Passage given:
______
Sir Lawrence Wensley Chubb (21 December 1873 – 18 February 1948) was an Anglo-Australian professional Secretary whose work was on environmentalist causes.

Early life
Chubb was born at Lauraville in the Colony of Victoria, the son of Lawrence Wensley Chubb and Esther Lydle Collins. He migrated to England and in 1891 was working as an auctioneer’s clerk and living with an uncle in Southwark who was an undertaker.

Career
In 1895, through the influence of Sir Robert Hunter, Chubb became the first Secretary of the newly formed National Trust and was later called "the first man to make what we call the environment his professional career". 

A knighthood for Chubb was announced in the 1930 New Year Honours, with the citation noting that he had been Secretary of the Commons and Footpaths Preservation Society for thirty-five years and of the National Playing Fields Association since 1928. The knighthood was conferred by George V at Buckingham Palace on 8 March 1930.
______
Supplied material:

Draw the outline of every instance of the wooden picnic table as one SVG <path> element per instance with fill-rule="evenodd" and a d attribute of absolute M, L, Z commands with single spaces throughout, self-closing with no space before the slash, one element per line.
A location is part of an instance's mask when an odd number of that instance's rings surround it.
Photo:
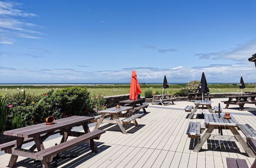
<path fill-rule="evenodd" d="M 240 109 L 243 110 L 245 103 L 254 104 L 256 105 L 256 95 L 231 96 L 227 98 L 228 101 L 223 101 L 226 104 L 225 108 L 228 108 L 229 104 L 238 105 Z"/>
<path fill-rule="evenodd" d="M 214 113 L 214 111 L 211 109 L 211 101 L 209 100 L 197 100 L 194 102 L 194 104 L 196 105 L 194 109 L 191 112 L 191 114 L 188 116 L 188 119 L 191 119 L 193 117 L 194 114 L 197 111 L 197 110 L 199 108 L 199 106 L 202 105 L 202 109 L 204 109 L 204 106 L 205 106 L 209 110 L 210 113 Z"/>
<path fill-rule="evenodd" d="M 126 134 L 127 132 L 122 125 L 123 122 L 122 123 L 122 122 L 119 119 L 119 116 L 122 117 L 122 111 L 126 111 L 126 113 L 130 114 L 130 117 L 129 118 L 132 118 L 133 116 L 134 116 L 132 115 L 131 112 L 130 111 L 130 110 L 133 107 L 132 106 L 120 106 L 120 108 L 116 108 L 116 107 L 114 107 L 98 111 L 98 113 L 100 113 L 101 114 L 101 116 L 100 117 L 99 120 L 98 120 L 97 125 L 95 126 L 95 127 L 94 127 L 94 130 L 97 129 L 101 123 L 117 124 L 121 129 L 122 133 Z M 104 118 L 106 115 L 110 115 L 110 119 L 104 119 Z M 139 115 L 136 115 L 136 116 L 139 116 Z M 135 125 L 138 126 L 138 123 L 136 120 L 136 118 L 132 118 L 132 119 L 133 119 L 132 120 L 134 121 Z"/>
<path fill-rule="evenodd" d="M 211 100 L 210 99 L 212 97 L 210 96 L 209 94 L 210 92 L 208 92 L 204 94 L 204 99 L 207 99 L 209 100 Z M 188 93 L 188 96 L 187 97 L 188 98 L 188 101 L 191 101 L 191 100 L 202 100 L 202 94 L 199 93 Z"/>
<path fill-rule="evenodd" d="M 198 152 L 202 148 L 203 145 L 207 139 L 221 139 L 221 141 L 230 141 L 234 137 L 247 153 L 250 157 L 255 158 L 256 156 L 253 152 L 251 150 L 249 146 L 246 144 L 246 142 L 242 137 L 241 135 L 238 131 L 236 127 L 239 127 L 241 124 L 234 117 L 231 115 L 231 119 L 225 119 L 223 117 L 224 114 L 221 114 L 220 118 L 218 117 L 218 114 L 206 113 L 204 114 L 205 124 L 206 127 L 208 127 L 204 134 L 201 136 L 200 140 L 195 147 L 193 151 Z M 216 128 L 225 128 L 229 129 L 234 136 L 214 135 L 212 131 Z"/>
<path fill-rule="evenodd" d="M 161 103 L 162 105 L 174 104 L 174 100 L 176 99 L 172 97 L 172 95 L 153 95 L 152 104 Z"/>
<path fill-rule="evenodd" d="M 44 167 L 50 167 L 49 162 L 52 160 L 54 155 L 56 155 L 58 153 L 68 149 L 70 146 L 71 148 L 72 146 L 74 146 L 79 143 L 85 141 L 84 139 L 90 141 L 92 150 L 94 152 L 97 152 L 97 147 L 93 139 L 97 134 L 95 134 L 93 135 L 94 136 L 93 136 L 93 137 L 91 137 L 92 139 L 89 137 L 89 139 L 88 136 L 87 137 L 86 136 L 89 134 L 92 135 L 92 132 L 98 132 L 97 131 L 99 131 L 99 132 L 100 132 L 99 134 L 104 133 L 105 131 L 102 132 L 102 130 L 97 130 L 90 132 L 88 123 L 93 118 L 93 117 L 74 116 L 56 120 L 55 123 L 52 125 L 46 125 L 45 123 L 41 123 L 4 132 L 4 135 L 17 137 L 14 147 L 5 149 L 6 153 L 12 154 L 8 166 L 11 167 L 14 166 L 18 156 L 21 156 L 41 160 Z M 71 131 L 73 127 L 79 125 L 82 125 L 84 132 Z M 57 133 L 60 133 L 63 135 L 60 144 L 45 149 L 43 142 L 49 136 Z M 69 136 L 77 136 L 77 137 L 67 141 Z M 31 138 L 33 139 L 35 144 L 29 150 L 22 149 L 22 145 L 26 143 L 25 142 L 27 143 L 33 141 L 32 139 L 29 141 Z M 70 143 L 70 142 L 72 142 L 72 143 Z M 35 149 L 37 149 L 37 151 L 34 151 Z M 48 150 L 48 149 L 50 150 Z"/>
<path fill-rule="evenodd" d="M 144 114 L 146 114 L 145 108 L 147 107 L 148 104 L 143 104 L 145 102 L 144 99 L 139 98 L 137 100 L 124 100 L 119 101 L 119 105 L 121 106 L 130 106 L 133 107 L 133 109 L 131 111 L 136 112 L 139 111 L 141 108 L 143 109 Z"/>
______
Required work:
**a)** Swap "evenodd" for "nonzero" in the rows between the line holding "240 109 L 243" and the line holding "126 134 L 127", inclusive. Return only those lines, with nothing else changed.
**b)** Extend the passage on Lawrence Chubb from the point where it stops.

Outputs for the tasks:
**a)**
<path fill-rule="nonzero" d="M 240 109 L 243 110 L 245 103 L 254 104 L 256 105 L 256 95 L 231 96 L 227 98 L 228 101 L 223 101 L 226 104 L 225 108 L 228 108 L 229 104 L 238 105 Z"/>
<path fill-rule="nonzero" d="M 214 113 L 214 111 L 211 109 L 211 101 L 209 100 L 197 100 L 194 102 L 194 104 L 196 105 L 194 109 L 191 112 L 191 114 L 188 116 L 188 119 L 191 119 L 193 117 L 194 114 L 197 111 L 197 110 L 199 108 L 199 106 L 202 105 L 202 109 L 204 109 L 204 106 L 205 106 L 209 110 L 210 113 Z"/>
<path fill-rule="nonzero" d="M 126 134 L 127 132 L 122 125 L 123 122 L 122 123 L 122 122 L 119 119 L 119 116 L 122 117 L 122 111 L 126 111 L 126 113 L 130 114 L 130 117 L 129 118 L 132 118 L 133 116 L 134 116 L 132 115 L 131 112 L 130 111 L 130 110 L 133 107 L 132 106 L 120 106 L 120 108 L 116 108 L 116 107 L 114 107 L 98 111 L 98 113 L 100 113 L 101 114 L 101 116 L 100 117 L 99 120 L 98 120 L 97 125 L 95 126 L 95 127 L 94 127 L 94 130 L 97 129 L 101 123 L 117 124 L 121 129 L 122 133 Z M 104 118 L 106 115 L 110 115 L 110 119 L 104 119 Z M 139 115 L 136 115 L 136 116 L 139 116 Z M 135 125 L 138 126 L 138 123 L 136 120 L 136 118 L 132 118 L 132 119 L 133 119 L 132 120 L 134 121 Z"/>

**b)**
In the late 1930s, Chubb became a Patron of the newly-formed Right Book Club, established to act as a counterbalance to the influential Left Book Club.

Personal life
In 1905, at Southwark, Chubb married Gertrude Elizabeth Anthony. With his wife he had a son, also called Lawrence Wensley Chubb, who became a chemical engineer, and a daughter, Gertrude. In October 1939, Chubb and his wife were living at Windrush, Midford, near Bath.

Chubb died in February 1948 at Richmond, Surrey, leaving an estate valued at £9,144.

Publications
The Maintenance of Public Ways (Commons, Open Spaces and Footpaths Preservation Society, 1946)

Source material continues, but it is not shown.